start

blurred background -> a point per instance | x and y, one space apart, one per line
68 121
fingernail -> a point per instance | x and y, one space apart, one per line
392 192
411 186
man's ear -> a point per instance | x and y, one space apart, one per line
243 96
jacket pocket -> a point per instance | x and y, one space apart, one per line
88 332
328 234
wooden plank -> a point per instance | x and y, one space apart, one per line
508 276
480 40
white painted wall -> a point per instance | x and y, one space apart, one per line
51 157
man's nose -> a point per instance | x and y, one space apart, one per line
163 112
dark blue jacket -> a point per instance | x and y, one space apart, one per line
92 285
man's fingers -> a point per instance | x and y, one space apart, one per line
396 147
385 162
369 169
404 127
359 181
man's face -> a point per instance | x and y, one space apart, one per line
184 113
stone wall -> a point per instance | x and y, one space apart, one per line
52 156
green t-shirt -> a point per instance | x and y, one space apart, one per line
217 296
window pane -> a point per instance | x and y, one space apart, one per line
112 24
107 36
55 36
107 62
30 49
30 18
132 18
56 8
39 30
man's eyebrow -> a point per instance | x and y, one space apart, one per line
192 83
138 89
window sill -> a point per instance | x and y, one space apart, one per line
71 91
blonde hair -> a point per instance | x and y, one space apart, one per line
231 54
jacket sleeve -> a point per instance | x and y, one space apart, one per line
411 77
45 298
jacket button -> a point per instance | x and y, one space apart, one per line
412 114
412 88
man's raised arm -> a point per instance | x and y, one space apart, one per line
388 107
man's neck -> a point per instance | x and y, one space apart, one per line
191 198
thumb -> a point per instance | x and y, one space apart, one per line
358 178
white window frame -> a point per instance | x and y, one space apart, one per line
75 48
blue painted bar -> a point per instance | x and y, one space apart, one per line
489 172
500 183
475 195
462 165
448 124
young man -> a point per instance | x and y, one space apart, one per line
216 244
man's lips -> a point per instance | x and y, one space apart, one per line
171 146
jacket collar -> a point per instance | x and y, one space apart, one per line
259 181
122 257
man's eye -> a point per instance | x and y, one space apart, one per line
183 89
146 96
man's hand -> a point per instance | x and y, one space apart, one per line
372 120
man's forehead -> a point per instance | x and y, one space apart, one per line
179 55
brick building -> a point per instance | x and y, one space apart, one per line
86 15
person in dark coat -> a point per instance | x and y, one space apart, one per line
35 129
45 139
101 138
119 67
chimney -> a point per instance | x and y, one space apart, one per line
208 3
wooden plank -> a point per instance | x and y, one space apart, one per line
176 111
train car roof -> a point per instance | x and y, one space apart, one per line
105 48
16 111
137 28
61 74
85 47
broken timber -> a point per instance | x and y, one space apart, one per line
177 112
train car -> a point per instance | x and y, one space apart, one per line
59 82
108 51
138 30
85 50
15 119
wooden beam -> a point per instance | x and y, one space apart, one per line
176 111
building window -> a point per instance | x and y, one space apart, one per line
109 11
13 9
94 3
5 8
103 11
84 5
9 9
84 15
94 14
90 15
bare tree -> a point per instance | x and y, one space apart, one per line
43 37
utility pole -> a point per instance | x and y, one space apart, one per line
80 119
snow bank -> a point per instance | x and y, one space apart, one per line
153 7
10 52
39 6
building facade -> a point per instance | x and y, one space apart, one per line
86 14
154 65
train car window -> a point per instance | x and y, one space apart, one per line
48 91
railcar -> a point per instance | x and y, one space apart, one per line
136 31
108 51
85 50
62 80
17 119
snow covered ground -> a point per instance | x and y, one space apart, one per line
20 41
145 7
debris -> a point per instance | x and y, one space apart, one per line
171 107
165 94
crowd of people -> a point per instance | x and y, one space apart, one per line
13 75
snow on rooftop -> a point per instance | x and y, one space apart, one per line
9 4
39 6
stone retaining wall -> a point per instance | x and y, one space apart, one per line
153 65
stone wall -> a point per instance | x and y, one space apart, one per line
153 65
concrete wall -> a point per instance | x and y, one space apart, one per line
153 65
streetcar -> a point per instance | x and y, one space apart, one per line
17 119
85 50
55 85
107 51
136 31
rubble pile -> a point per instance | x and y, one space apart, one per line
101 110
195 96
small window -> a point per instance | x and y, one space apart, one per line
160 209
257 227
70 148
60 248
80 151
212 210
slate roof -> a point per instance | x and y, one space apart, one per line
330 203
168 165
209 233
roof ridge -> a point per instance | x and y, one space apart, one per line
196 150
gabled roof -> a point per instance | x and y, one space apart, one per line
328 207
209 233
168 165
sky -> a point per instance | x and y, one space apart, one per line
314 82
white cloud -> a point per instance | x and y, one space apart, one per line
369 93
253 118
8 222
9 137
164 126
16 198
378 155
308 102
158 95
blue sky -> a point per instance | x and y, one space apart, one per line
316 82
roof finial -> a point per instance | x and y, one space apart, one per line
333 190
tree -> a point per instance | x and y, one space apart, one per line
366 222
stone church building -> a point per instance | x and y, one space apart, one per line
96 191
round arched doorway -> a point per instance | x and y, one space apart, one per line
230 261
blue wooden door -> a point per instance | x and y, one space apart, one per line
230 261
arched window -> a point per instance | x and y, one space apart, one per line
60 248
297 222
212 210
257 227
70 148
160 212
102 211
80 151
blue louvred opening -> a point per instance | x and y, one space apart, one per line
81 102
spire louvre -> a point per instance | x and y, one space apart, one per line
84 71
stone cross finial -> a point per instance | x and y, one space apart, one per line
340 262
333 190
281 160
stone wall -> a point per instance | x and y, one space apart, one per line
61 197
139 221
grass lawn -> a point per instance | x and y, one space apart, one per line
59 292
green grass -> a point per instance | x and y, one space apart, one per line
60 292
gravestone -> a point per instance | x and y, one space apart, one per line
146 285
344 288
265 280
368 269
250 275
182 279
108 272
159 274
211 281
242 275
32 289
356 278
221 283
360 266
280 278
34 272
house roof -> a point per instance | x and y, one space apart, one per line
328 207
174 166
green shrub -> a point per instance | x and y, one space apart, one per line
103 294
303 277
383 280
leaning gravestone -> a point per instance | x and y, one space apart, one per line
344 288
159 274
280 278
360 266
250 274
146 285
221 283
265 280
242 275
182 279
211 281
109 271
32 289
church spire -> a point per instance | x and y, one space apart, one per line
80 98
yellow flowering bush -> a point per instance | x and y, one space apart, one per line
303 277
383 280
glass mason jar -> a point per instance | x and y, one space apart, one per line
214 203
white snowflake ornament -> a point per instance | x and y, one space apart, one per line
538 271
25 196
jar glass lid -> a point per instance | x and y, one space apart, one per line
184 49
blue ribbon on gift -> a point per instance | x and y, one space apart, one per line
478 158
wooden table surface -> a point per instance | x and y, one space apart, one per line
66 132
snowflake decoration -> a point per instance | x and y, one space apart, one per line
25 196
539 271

end

▸ REQUEST
Reproduce the full listing word for word.

▸ TASK RESPONSE
blurred background -> a point per instance | x and y, one space apart, one per line
68 121
fingernail -> a point per instance | x and y, one space apart, one per line
392 192
411 186
man's ear -> a point per instance | x and y, one space apart, one per line
243 96
jacket pocket -> a point per instance | x and y, one space apart, one per line
88 332
328 234
wooden plank -> a point per instance | x and y, one space apart, one per line
508 276
480 40
white painted wall -> a point per instance | x and y, one space apart, one per line
51 157
man's nose -> a point per instance | x and y, one space apart, one per line
163 112
dark blue jacket -> a point per instance | x and y, one space apart, one per line
92 285
man's fingers -> a point per instance | x and y, one space apart, one per line
396 147
385 162
369 169
404 127
359 181
man's face -> a point per instance | x and y, one space apart, one per line
184 113
stone wall -> a point per instance | x and y, one space apart, one per line
52 156
green t-shirt -> a point per instance | x and y, one space apart, one per line
217 296
window pane -> a point per instance | x and y, one space apart, one per line
112 24
107 36
55 36
107 62
30 49
30 18
132 18
56 8
39 30
man's eyebrow -> a point per instance | x and y, one space apart, one per line
192 83
138 89
window sill -> a point per instance | x and y, one space apart, one per line
71 91
blonde hair -> a point per instance | x and y, one space apart, one per line
231 54
jacket sleeve -> a point per instance | x and y, one space apart, one per line
411 77
45 298
jacket button -> a point per instance | x and y, one space apart, one per line
412 114
412 88
man's raised arm -> a point per instance | x and y, one space apart, one per line
388 107
man's neck -> a point per instance | x and y, one space apart, one per line
191 198
thumb -> a point per instance | x and y, one space apart, one per line
358 178
white window frame -> a point per instance | x and y, one space apart, one per line
75 48
blue painted bar -> a point per instance | x and y, one space apart, one per line
489 172
500 183
475 195
462 165
448 124
young man -> a point per instance | x and y, one space apart, one per line
216 244
man's lips -> a point per instance | x and y, one space apart, one per line
171 146
jacket collar -> a point per instance | x and y, one space apart, one per line
259 181
122 257
man's eye -> a point per instance | x and y, one space apart, one per line
183 89
146 96
man's hand -> a point per instance | x and y, one space apart, one per line
372 120
man's forehead -> a point per instance | x and y, one space apart, one per line
179 55
brick building -> a point per instance | x and y, one space apart, one per line
86 15
person in dark coat -> a point per instance | x and y, one space apart, one per line
35 129
45 139
101 138
119 67
chimney -> a point per instance | x and y, one space apart, one per line
208 3
wooden plank -> a point per instance | x and y, one space apart, one per line
176 111
train car roof -> a point per instance | x and y, one space apart, one per line
105 48
16 111
137 28
61 74
85 47
broken timber -> a point per instance | x and y, one space apart, one per line
177 112
train car -> a point per instance | x and y, one space apart, one per line
59 82
108 51
138 30
85 50
15 119
wooden beam -> a point per instance | x and y, one space apart, one per line
176 111
building window -> a point per instance | x and y, one space apart, one per line
109 11
13 9
94 3
5 8
103 11
84 5
9 9
84 15
94 14
90 15
bare tree -> a point per instance | x and y, one space apart, one per line
43 37
utility pole -> a point per instance | x and y, one space apart, one per line
80 119
snow bank -> a point per instance | x and y, one space apart, one per line
153 7
10 52
39 6
building facade -> a point per instance | x and y, one space apart, one per line
86 14
154 65
train car window -> a point per instance | x and y, one space apart, one per line
48 91
railcar -> a point per instance | x and y, one space apart, one per line
136 31
108 51
85 50
62 80
17 119
snow covered ground -> a point per instance | x and y, one space apart, one per line
20 41
145 7
debris -> a point per instance | x and y, one space apart, one per line
171 107
165 94
crowd of people -> a point per instance | x and y, one space apart, one per line
13 75
snow on rooftop -> a point per instance | x and y, one space apart, one per line
9 4
39 6
stone retaining wall -> a point per instance | x and y, one space apart, one per line
153 65
stone wall -> a point per instance | x and y, one space apart, one per line
153 65
concrete wall -> a point per instance | x and y, one space apart, one per line
153 65
streetcar -> a point per instance | x and y, one space apart, one per line
17 119
85 50
55 85
107 51
136 31
rubble pile -> a point per instance | x and y, one space apart, one per line
101 110
195 96
small window -> a point per instance | x and y, one space apart, one per line
160 209
257 227
70 148
60 248
80 151
212 210
slate roof -> a point per instance | x and y, one space apart, one per line
330 203
168 165
209 233
roof ridge -> a point per instance | x and y, one space apart, one per line
196 150
gabled roof -> a point per instance | x and y, one space apart, one per line
328 207
209 233
168 165
sky -> a point per instance | x and y, one space apart, one per line
314 82
white cloud -> a point per instance | x and y, one space apart, one per line
369 93
253 118
8 222
9 137
164 126
16 198
378 155
308 102
158 95
blue sky -> a point per instance | x and y, one space apart, one per line
316 82
roof finial -> a point per instance | x and y, one space apart, one per line
333 190
tree -> a point per instance | x and y, one space apart, one per line
366 222
stone church building -> a point per instance | x and y, one space apart, one per line
96 191
round arched doorway -> a point per instance | x and y, one space apart, one per line
230 261
blue wooden door -> a point per instance | x and y, one space apart, one per line
230 261
arched window -> a point per instance | x and y, one space apart, one per line
60 248
297 222
212 210
257 227
70 148
160 212
102 211
80 151
blue louvred opening -> a point per instance | x and y, one space apart, one per line
81 102
spire louvre -> a point per instance | x and y, one space apart, one per line
84 71
stone cross finial -> a point per instance | x and y, one space apart, one per line
340 262
333 190
281 160
stone wall -> a point per instance | x and y, one space apart, one per line
61 197
139 221
grass lawn -> a point per instance | x and y, one space apart, one per line
59 292
green grass -> a point per instance | x and y, one space apart, one per line
60 292
gravestone -> a point per instance | x and y, one space apart, one per line
146 285
344 288
265 280
368 269
250 275
182 279
108 272
159 274
211 281
242 275
32 289
356 278
221 283
360 266
280 278
34 272
house roof -> a point per instance | x and y, one space apart, one per line
328 207
174 166
green shrub -> a point per instance | x and y, one space apart, one per line
103 294
303 277
383 280
leaning gravestone -> a point per instance | x and y, one space apart, one per line
344 288
159 274
280 278
360 266
250 274
146 285
221 283
265 280
242 275
182 279
211 281
109 271
32 289
church spire -> a point per instance | x and y, one space apart, one per line
80 98
yellow flowering bush -> a point per instance | x and y, one space apart, one per line
303 277
383 280
glass mason jar -> a point per instance | x and y, one space apart, one per line
214 203
white snowflake ornament -> a point per instance | x and y, one space apart, one per line
538 271
25 196
jar glass lid -> a point per instance | x and y, one space apart, one per line
184 49
blue ribbon on gift -> a point per instance | x and y, one space apart, one per line
478 158
wooden table surface -> a point per instance | x and y, one space apart, one per line
66 132
snowflake decoration -> a point per instance | x and y, one space apart, one per line
25 196
539 271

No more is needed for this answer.